## What the task requires
Nothing outside the range below should be printed. Output exactly the lines from the line with "Target: blue jeans" to the line with "pixel 61 281", both included.

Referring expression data
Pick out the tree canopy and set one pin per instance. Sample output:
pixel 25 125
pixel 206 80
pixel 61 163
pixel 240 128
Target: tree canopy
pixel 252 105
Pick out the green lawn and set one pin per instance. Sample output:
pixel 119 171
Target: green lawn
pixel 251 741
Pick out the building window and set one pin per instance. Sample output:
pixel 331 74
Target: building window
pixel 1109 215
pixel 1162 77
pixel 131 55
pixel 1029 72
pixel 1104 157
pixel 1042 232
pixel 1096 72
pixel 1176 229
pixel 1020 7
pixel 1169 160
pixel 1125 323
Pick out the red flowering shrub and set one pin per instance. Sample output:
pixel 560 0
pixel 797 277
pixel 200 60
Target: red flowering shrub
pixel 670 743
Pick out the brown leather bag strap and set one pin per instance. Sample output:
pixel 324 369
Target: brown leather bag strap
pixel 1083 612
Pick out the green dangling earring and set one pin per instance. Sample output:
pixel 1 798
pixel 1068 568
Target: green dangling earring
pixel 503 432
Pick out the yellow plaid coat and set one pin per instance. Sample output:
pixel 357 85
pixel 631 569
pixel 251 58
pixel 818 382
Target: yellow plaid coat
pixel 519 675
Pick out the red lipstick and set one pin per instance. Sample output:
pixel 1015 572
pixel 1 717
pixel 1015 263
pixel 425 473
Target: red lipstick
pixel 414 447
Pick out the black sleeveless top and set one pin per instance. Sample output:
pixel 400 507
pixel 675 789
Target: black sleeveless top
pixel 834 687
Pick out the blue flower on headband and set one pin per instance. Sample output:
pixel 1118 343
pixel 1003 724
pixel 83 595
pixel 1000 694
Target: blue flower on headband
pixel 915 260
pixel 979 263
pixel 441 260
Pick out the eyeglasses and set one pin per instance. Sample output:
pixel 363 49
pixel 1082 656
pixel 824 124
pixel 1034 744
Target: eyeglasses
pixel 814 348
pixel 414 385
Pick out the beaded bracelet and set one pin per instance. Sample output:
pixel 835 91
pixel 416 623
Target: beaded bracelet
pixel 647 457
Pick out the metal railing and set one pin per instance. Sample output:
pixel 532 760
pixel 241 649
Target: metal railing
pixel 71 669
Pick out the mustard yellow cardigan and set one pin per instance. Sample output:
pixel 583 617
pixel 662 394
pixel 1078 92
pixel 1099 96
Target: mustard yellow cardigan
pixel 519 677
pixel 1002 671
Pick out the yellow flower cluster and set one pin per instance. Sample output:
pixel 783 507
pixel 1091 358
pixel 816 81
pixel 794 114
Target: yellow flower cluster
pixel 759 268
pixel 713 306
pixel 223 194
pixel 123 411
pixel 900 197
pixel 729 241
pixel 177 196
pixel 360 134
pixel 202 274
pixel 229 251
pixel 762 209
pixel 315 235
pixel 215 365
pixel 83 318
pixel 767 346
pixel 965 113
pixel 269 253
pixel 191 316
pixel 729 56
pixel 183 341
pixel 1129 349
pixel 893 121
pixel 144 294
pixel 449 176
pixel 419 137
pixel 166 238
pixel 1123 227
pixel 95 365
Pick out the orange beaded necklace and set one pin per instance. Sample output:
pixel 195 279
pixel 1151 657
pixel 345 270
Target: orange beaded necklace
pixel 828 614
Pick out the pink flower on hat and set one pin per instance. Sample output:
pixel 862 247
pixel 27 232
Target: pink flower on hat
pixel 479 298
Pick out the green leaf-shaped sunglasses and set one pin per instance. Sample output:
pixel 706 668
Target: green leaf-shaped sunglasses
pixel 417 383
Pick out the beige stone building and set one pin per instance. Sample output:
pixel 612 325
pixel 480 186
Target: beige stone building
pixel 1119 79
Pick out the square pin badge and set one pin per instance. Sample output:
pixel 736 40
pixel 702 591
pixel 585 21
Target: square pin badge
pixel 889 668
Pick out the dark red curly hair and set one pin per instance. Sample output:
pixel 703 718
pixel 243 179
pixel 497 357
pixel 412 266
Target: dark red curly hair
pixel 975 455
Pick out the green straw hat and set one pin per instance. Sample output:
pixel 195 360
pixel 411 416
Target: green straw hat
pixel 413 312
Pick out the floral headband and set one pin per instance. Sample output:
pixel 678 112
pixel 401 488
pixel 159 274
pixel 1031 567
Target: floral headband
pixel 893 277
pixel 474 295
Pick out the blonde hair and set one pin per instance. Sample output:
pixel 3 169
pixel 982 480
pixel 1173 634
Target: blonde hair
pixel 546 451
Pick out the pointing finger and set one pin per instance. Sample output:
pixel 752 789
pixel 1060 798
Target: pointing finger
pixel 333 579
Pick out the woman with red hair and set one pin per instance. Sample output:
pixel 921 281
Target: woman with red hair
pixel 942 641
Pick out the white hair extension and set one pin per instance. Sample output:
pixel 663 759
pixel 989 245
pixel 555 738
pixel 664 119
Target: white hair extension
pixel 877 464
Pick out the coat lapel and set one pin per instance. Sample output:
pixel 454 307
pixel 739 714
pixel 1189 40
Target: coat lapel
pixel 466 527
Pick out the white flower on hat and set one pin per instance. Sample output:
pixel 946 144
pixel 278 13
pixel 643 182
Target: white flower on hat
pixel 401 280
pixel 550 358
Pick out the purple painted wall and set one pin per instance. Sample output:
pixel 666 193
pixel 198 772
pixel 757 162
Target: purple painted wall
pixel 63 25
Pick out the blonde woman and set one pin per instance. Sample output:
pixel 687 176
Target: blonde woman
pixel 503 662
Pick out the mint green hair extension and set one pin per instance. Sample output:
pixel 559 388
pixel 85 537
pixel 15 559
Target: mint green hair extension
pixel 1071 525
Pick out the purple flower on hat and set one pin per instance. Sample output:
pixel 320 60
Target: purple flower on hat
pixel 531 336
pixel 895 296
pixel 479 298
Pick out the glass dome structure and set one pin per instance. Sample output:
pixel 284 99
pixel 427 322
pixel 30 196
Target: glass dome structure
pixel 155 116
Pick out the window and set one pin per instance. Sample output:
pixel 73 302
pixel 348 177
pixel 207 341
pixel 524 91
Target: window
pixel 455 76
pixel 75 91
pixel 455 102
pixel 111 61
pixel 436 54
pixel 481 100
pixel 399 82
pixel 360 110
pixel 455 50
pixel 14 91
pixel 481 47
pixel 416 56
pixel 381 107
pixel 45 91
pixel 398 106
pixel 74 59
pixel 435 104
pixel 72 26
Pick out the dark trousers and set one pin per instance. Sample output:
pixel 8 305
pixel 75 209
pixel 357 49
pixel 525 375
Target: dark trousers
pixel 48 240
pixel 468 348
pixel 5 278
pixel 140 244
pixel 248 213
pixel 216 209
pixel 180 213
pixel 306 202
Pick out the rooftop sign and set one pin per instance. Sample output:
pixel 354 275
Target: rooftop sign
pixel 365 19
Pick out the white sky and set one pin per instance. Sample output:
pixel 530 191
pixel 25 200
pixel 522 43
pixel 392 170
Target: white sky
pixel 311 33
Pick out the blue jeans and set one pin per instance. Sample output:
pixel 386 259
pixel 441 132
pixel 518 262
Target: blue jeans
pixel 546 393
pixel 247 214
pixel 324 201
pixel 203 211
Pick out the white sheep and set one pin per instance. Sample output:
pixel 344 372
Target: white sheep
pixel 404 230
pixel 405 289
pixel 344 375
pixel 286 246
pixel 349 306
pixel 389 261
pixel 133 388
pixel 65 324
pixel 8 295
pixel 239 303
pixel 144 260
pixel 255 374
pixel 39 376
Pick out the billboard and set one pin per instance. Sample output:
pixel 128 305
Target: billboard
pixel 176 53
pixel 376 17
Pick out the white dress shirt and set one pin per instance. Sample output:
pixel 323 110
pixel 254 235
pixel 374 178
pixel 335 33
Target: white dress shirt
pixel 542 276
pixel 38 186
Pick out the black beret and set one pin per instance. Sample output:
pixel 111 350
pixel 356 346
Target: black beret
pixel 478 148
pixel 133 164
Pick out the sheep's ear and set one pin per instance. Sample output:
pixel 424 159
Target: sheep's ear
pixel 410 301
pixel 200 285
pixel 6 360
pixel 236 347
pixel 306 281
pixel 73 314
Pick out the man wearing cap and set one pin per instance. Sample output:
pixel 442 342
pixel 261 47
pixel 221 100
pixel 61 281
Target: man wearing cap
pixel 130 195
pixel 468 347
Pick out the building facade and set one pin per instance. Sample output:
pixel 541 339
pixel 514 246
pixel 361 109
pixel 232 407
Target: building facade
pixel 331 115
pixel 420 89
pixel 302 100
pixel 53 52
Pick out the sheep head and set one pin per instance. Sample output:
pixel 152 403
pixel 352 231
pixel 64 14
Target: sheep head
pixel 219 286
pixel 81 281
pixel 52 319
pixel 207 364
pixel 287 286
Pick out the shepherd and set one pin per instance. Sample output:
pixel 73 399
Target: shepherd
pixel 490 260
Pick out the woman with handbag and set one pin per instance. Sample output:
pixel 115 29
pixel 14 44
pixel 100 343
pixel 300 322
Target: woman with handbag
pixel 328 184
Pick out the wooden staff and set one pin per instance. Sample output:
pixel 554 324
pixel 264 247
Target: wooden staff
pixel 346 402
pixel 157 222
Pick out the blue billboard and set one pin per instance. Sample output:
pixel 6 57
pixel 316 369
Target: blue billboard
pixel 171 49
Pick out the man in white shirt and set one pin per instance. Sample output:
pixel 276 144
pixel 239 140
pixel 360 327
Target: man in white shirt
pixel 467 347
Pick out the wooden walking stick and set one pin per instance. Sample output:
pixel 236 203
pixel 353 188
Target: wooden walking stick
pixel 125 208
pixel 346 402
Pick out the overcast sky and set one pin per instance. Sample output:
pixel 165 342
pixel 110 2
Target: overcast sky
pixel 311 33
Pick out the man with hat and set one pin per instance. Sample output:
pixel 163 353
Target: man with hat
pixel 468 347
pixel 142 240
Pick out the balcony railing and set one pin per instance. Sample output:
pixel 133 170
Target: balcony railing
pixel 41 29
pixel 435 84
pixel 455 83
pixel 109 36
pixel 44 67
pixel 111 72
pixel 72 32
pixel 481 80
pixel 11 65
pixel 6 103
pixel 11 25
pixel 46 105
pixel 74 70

## Output for this task
Target: blue jeans
pixel 546 393
pixel 247 214
pixel 324 201
pixel 203 211
Pick out the white sheep and set one pin per instance. Sample output:
pixel 344 372
Target: white sheep
pixel 404 230
pixel 405 289
pixel 344 375
pixel 286 246
pixel 349 306
pixel 389 261
pixel 133 388
pixel 65 324
pixel 8 295
pixel 239 303
pixel 144 260
pixel 255 374
pixel 39 376
Pick out the billboard and set one pin per instance. Sample output:
pixel 128 305
Target: billboard
pixel 176 53
pixel 376 17
Pick out the white dress shirt and set one pin per instance. Sample output:
pixel 323 110
pixel 254 235
pixel 374 178
pixel 335 33
Target: white dress shirt
pixel 542 276
pixel 38 186
Pick out the black beret and set one pin per instance. Sample output:
pixel 111 350
pixel 356 346
Target: black beret
pixel 478 148
pixel 133 164
Pick out the sheep's ear and set one pin per instance. Sample output:
pixel 424 159
Target: sheep's ear
pixel 410 301
pixel 200 285
pixel 6 360
pixel 236 347
pixel 306 281
pixel 73 314
Pick out the man wearing cap and set one pin per instance. Sample output:
pixel 442 342
pixel 261 47
pixel 221 100
pixel 61 281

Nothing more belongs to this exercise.